Write out the lines word for word, from the line containing "Target = structural column" through the final line below.

Input |
━━━
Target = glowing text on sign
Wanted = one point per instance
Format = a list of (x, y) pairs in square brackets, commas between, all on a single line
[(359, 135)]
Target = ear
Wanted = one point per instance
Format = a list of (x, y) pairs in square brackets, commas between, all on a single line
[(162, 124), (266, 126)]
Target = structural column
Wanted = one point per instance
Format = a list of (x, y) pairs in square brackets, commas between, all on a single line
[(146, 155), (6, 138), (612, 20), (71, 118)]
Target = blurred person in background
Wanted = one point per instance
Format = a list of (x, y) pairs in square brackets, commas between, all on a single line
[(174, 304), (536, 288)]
━━━
Exercise output |
Target = structural column
Wanted = one point per instance
Format = a list of (x, y) pairs in square brackets, commas between, all on a single line
[(146, 155), (6, 138), (612, 20), (71, 118)]
Target = blurred person in background
Wanted = one point per instance
Format = a list of (x, y) pairs in square brackets, commas between, all on a single line
[(174, 304), (536, 288)]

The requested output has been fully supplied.